THE SHAMAN STANDS at the counter of Pacific Coffee on Central's Hollywood Road and watches me scan the busy cafe for her. I weave through the tables, looking for a half Indian, half Turkish 34-year-old. Seeing no likely candidate I retrace my steps and order a green tea. And there she is.
She is tiny, only 1.52 metres tall, and dressed casually in a tie-dyed green cotton top. She looks at me and with an amused smile says, 'You must be Clare.' Lara Anuradha Shah landed in Hong Kong last week. She is here for a month as part of a tour of Asia from her base in Florida, offering one-to-one treatments of an ancient form of healing known as transmutation therapy. It is a rare form of energy work that is practised by only a handful of people in the world - all of them in Peru - and is said to have originated thousands of years ago in Ancient Lemuria, the continent that reputedly once existed in the Pacific Ocean. The tradition was passed on to the Incas and then moved through a tight lineage to modern man.

----

## PROBLEM DETAILS
In the passage about the shaman, how long is Lara Anuradha Shah in Hong Kong?

----

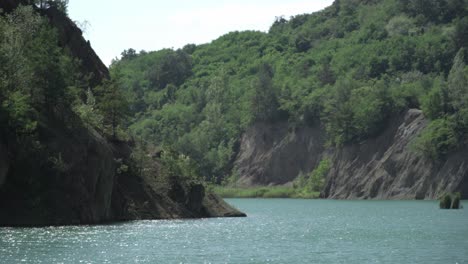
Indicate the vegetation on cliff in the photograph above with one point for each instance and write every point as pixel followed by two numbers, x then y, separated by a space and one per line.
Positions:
pixel 347 68
pixel 66 156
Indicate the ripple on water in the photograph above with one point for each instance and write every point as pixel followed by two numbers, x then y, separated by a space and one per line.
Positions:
pixel 276 231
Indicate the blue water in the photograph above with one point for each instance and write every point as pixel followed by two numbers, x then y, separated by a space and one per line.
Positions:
pixel 275 231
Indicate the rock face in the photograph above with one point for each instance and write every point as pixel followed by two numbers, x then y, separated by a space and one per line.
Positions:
pixel 71 37
pixel 272 154
pixel 384 167
pixel 75 176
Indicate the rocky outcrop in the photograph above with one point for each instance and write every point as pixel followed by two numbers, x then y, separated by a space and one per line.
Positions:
pixel 78 177
pixel 70 38
pixel 275 154
pixel 70 174
pixel 383 167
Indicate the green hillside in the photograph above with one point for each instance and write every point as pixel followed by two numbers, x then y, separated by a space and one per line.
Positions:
pixel 347 68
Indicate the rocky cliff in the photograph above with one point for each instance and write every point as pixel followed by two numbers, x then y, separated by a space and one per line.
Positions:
pixel 383 167
pixel 70 174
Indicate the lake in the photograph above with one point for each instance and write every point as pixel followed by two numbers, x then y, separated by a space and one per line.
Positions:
pixel 275 231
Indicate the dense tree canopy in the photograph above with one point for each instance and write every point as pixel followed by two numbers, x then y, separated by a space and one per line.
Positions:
pixel 347 68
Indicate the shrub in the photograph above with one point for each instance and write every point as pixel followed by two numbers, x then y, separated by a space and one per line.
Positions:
pixel 445 201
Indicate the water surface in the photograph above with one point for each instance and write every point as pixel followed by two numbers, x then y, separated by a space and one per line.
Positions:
pixel 275 231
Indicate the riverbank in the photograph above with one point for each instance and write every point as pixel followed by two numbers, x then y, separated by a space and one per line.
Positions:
pixel 264 192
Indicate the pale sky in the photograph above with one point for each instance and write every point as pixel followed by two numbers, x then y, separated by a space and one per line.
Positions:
pixel 115 25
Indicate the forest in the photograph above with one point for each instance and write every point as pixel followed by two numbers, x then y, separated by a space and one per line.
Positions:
pixel 347 68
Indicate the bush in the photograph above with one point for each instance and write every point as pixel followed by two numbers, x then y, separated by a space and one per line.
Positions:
pixel 456 201
pixel 437 140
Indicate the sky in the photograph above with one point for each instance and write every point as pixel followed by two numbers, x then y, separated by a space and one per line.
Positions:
pixel 114 25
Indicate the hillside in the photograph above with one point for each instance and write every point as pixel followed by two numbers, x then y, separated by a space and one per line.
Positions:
pixel 342 74
pixel 65 157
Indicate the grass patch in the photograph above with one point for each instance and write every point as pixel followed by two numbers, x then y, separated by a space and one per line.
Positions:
pixel 263 192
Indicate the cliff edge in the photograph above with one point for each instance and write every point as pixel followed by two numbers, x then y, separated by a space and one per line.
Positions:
pixel 383 167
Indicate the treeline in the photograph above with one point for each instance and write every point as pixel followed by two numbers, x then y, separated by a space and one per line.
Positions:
pixel 347 68
pixel 41 85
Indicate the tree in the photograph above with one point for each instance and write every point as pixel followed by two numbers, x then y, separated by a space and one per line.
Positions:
pixel 458 82
pixel 264 104
pixel 113 106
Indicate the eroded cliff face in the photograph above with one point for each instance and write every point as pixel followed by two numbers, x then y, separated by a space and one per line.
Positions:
pixel 384 167
pixel 71 174
pixel 274 154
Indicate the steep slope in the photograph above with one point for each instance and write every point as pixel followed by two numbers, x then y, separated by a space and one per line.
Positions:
pixel 385 167
pixel 68 173
pixel 381 167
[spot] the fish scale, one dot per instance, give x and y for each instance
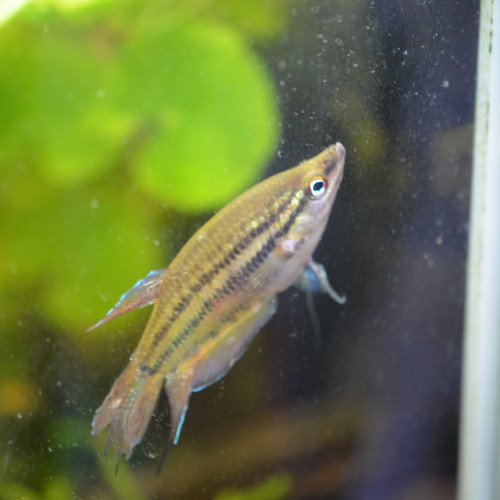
(218, 292)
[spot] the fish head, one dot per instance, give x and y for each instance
(321, 178)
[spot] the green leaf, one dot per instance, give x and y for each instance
(209, 107)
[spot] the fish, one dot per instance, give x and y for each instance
(217, 293)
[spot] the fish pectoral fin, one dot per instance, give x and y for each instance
(217, 357)
(143, 293)
(314, 279)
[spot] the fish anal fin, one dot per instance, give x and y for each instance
(215, 360)
(127, 409)
(143, 293)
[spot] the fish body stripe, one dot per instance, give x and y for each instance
(231, 285)
(225, 261)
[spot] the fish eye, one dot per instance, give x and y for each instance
(316, 187)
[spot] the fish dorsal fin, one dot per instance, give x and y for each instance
(143, 293)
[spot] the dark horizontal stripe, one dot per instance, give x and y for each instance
(239, 279)
(206, 277)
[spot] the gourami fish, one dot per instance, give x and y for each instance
(218, 292)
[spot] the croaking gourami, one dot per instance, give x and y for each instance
(217, 294)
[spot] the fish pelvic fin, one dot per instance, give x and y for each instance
(143, 293)
(178, 389)
(127, 409)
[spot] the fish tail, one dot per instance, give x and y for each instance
(127, 409)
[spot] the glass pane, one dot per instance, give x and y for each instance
(125, 126)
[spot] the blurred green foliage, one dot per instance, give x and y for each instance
(105, 111)
(275, 487)
(120, 123)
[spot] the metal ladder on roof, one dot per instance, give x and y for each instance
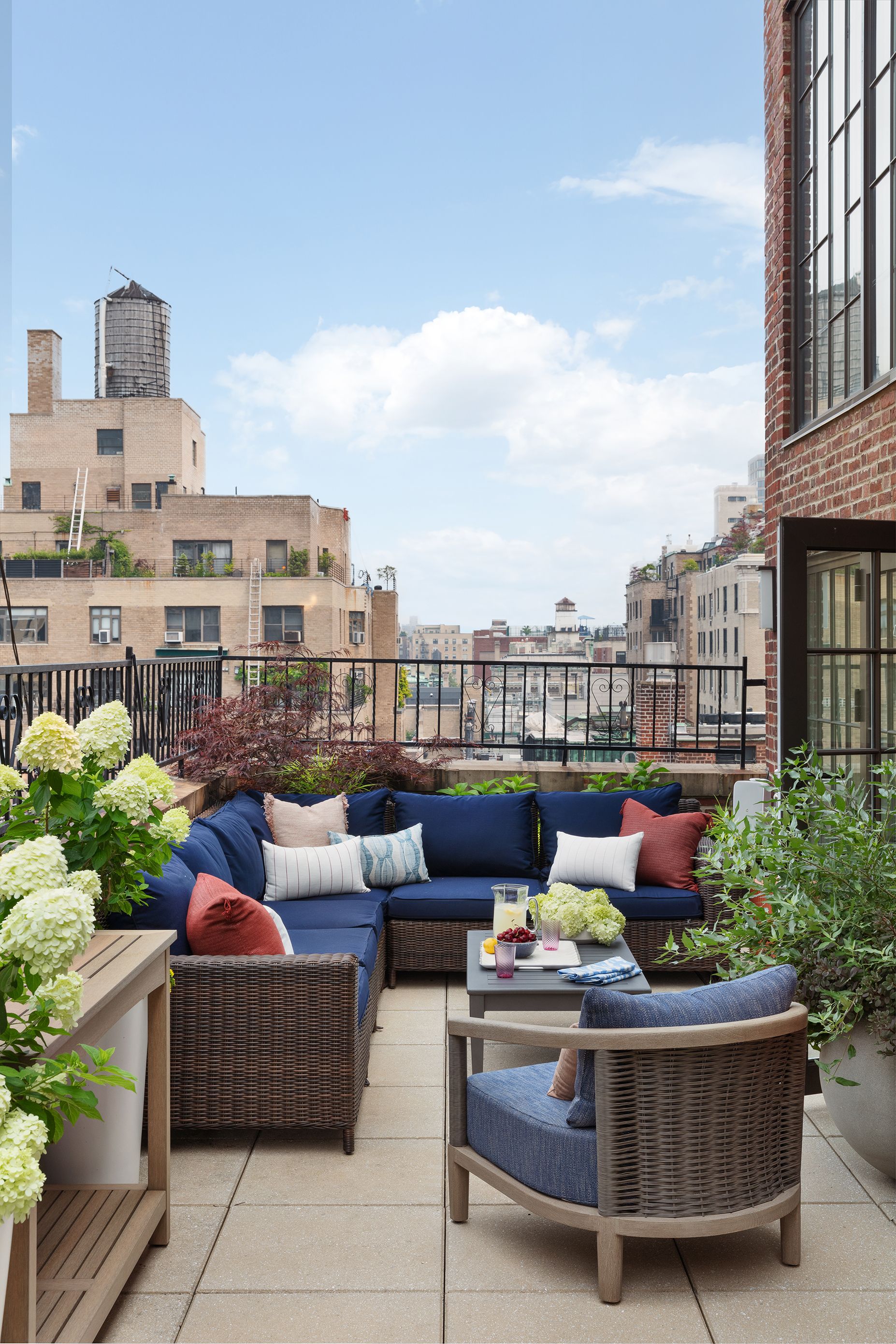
(81, 486)
(253, 668)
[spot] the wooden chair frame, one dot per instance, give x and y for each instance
(740, 1144)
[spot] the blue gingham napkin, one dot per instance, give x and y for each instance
(602, 972)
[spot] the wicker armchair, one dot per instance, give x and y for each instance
(699, 1131)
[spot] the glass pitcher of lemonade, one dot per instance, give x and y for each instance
(511, 905)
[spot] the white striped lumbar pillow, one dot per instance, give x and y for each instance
(597, 862)
(314, 870)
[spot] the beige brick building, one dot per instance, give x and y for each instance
(185, 580)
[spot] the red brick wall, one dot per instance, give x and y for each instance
(847, 468)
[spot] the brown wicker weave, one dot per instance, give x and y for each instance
(699, 1131)
(271, 1042)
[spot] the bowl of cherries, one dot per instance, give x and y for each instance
(524, 941)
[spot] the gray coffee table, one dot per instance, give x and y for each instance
(535, 991)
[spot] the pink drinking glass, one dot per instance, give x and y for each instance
(506, 960)
(551, 935)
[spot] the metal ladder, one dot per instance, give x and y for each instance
(253, 670)
(80, 486)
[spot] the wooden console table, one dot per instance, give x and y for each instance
(81, 1243)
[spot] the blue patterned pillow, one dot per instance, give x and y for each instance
(394, 861)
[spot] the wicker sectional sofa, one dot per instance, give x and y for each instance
(284, 1042)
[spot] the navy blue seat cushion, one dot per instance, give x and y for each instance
(366, 911)
(656, 904)
(202, 853)
(449, 898)
(366, 811)
(362, 942)
(761, 995)
(512, 1123)
(595, 813)
(242, 849)
(254, 813)
(468, 837)
(168, 899)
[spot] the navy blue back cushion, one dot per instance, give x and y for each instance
(202, 853)
(761, 995)
(472, 837)
(366, 811)
(242, 850)
(254, 813)
(595, 813)
(167, 901)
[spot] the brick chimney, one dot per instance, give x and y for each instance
(45, 371)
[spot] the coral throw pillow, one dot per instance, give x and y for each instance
(297, 827)
(221, 923)
(668, 847)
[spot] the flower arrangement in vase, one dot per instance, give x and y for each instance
(76, 847)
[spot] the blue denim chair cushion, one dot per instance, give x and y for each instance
(254, 813)
(168, 899)
(449, 898)
(466, 837)
(333, 911)
(242, 849)
(366, 811)
(761, 995)
(595, 813)
(202, 853)
(512, 1123)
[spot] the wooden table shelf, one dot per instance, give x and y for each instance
(73, 1257)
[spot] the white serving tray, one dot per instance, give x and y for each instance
(567, 954)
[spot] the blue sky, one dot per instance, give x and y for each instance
(487, 273)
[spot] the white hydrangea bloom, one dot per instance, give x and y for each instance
(31, 866)
(87, 881)
(11, 782)
(47, 929)
(23, 1139)
(160, 784)
(50, 744)
(66, 992)
(105, 734)
(127, 794)
(173, 825)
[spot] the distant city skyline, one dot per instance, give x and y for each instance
(433, 262)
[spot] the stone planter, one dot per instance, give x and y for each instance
(867, 1114)
(106, 1152)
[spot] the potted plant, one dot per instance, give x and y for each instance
(74, 825)
(812, 881)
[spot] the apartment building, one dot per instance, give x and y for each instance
(163, 567)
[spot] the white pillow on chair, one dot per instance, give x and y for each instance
(597, 862)
(312, 870)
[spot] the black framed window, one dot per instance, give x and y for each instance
(199, 624)
(844, 83)
(111, 443)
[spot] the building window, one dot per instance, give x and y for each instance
(199, 624)
(843, 201)
(105, 619)
(29, 625)
(111, 443)
(284, 621)
(276, 562)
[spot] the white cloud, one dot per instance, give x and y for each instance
(724, 175)
(614, 330)
(19, 135)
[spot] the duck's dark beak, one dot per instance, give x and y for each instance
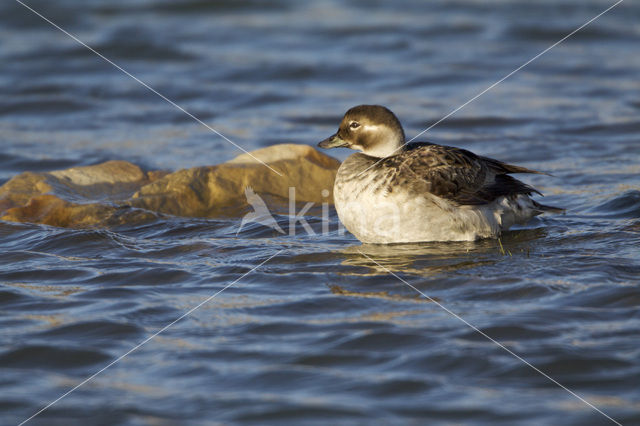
(333, 141)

----

## SOLUTION TO THIS TASK
For a month.